***** Dataset rows *****

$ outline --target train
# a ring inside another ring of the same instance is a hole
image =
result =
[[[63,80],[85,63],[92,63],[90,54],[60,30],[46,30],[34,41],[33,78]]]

*****

Aim of the task: Please rewrite the material above with "train" changed to "railcar", leaving everything else as it is.

Response below:
$ outline --target railcar
# a ring inside another ring of the same instance is a hole
image =
result =
[[[63,80],[85,63],[92,63],[90,54],[60,30],[46,30],[34,41],[33,78]]]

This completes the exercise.